And while Australia’s emissions have fallen in recent years, Jotzo says reductions since 2005 are almost entirely thanks to something known as land use, land-use change and forestry (LULUCF).

LULUCF emissions can soar when land is cleared for agriculture or industry, because the plant matter and soil organisms that sequester the carbon are destroyed. Conversely, LULUCF measures for mitigation involve using land as a carbon “sink” – a place to sequester atmospheric carbon – like a forest.

Jotzo says Australia’s LULUCF emissions have declined as less land is cleared and the management of existing land is done with carbon sinking in mind. The rest of Australia’s emissions sources have tapered slowly and almost imperceptibly.

According to Jotzo, this means we are missing untapped opportunities to accelerate our decarbonisation.

“If we put our shoulder to the wheel policy-wise and harvest all of these unused opportunities, then a 50% reduction by 2030 certainly is within reach,” he says. The Federal Government’s current ambition is to slash emissions by 35% from 2005 levels by 2030.

What are the solutions for fast-tracking Australia’s emissions reductions?

“As soon as you put a price on carbon emissions, then you’re accelerating the transition,” says Jotzo. But carbon pricing in Australia is a notoriously thorny issue that has led to the downfall of multiple prime ministers.

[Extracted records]
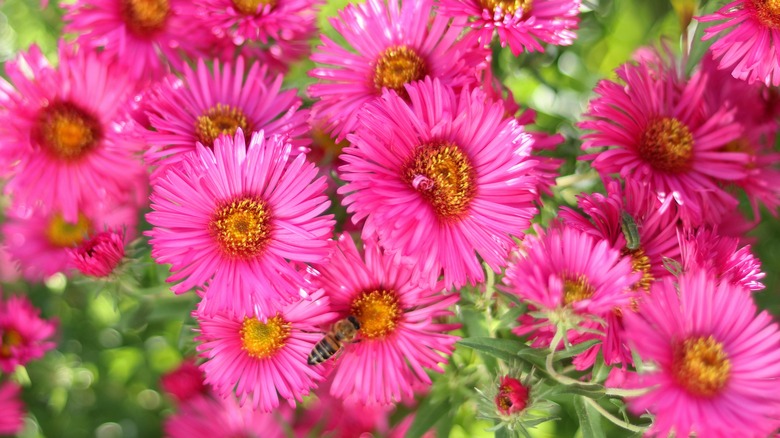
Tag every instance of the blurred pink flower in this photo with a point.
(24, 336)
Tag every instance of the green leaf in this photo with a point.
(428, 414)
(590, 419)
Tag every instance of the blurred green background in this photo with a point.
(113, 346)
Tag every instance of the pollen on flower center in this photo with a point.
(701, 366)
(508, 6)
(65, 234)
(10, 339)
(66, 131)
(250, 7)
(398, 66)
(576, 289)
(640, 262)
(443, 174)
(261, 340)
(220, 119)
(242, 227)
(667, 145)
(145, 16)
(378, 312)
(766, 11)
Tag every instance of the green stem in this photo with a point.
(615, 420)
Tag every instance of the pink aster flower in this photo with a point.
(64, 131)
(722, 257)
(750, 48)
(184, 383)
(204, 105)
(207, 417)
(523, 24)
(24, 336)
(99, 255)
(144, 36)
(11, 409)
(262, 20)
(388, 46)
(400, 335)
(445, 180)
(263, 361)
(231, 217)
(42, 240)
(656, 129)
(717, 361)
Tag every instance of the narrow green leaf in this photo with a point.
(590, 419)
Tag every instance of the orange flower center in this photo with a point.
(145, 16)
(398, 66)
(667, 145)
(11, 338)
(443, 174)
(378, 312)
(767, 12)
(261, 340)
(508, 7)
(66, 131)
(576, 289)
(701, 366)
(218, 120)
(64, 234)
(242, 227)
(250, 7)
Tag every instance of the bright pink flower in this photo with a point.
(24, 336)
(207, 417)
(65, 133)
(749, 50)
(565, 269)
(185, 383)
(204, 105)
(658, 130)
(523, 24)
(444, 180)
(263, 20)
(263, 360)
(232, 216)
(722, 258)
(717, 361)
(512, 396)
(395, 45)
(100, 254)
(42, 240)
(11, 409)
(144, 36)
(400, 335)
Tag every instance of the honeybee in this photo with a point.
(343, 331)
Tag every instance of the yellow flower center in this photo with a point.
(443, 174)
(261, 340)
(11, 338)
(508, 7)
(65, 234)
(767, 12)
(640, 262)
(242, 227)
(250, 7)
(701, 366)
(398, 66)
(220, 119)
(145, 16)
(576, 289)
(667, 145)
(66, 131)
(378, 312)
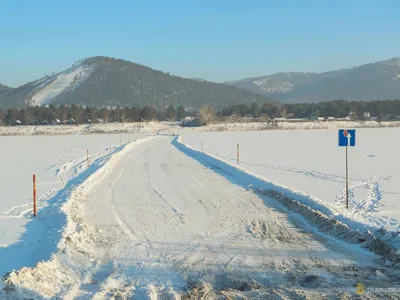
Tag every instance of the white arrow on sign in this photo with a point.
(348, 138)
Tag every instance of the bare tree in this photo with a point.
(206, 114)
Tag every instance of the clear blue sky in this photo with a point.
(216, 40)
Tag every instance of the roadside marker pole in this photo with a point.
(347, 180)
(237, 152)
(347, 138)
(34, 195)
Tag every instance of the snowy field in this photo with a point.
(291, 125)
(84, 129)
(155, 219)
(55, 160)
(310, 162)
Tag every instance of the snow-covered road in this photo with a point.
(170, 225)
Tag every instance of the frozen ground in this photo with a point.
(55, 160)
(160, 221)
(309, 162)
(157, 220)
(291, 125)
(84, 129)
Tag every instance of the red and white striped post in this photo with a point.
(34, 195)
(237, 152)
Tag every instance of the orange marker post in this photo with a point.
(34, 195)
(237, 152)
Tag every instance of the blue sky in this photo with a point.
(216, 40)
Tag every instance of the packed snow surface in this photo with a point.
(154, 219)
(310, 162)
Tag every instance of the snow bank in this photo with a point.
(72, 260)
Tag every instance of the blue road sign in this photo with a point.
(347, 137)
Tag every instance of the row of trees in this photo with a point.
(337, 109)
(79, 115)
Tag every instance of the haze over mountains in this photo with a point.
(103, 81)
(372, 81)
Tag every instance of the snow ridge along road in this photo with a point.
(158, 224)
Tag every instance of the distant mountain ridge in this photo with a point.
(103, 81)
(3, 88)
(380, 80)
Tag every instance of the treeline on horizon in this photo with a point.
(80, 115)
(76, 114)
(336, 109)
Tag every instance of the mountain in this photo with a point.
(3, 88)
(380, 80)
(104, 81)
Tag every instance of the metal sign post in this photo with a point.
(347, 138)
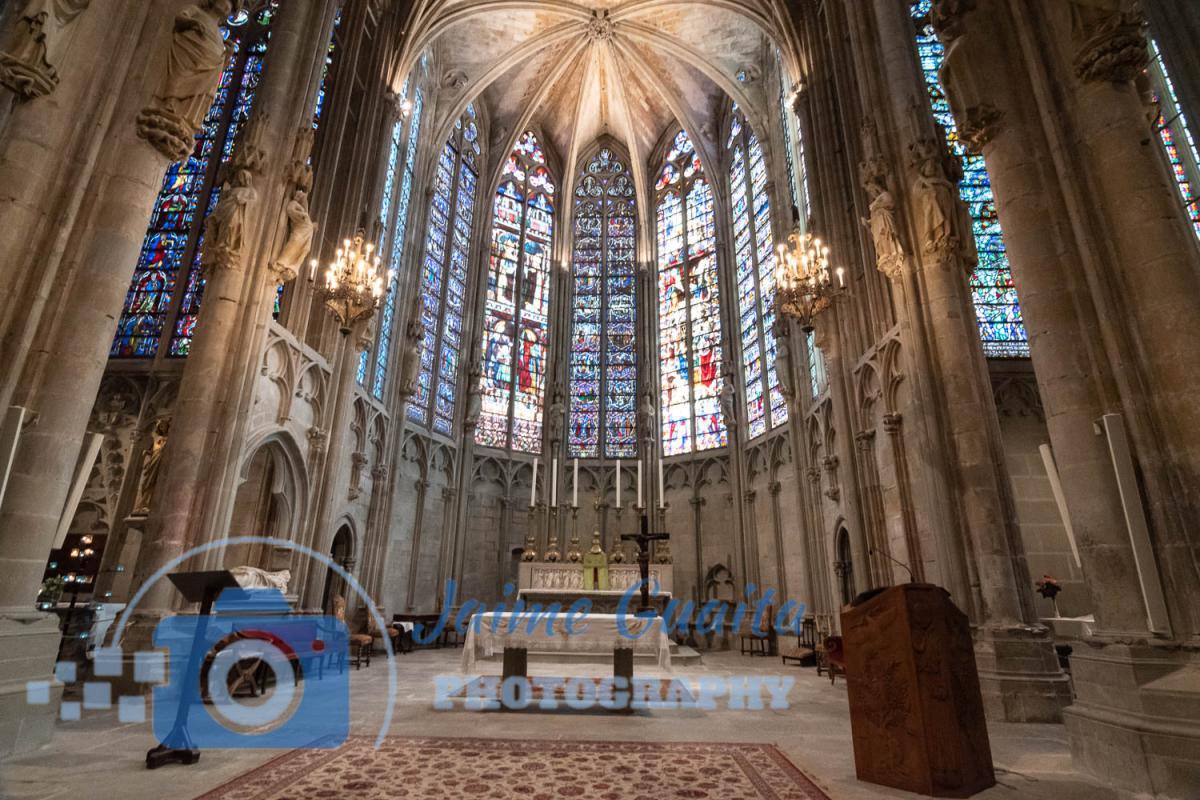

### Exercise directions
Reproduce the text on Australia's emissions word for word, from its first sentence to its last.

### Result for this exercise
And while Australia’s emissions have fallen in recent years, Jotzo says reductions since 2005 are almost entirely thanks to something known as land use, land-use change and forestry (LULUCF).

LULUCF emissions can soar when land is cleared for agriculture or industry, because the plant matter and soil organisms that sequester the carbon are destroyed. Conversely, LULUCF measures for mitigation involve using land as a carbon “sink” – a place to sequester atmospheric carbon – like a forest.

Jotzo says Australia’s LULUCF emissions have declined as less land is cleared and the management of existing land is done with carbon sinking in mind. The rest of Australia’s emissions sources have tapered slowly and almost imperceptibly.

According to Jotzo, this means we are missing untapped opportunities to accelerate our decarbonisation.

“If we put our shoulder to the wheel policy-wise and harvest all of these unused opportunities, then a 50% reduction by 2030 certainly is within reach,” he says. The Federal Government’s current ambition is to slash emissions by 35% from 2005 levels by 2030.

What are the solutions for fast-tracking Australia’s emissions reductions?

“As soon as you put a price on carbon emissions, then you’re accelerating the transition,” says Jotzo. But carbon pricing in Australia is a notoriously thorny issue that has led to the downfall of multiple prime ministers.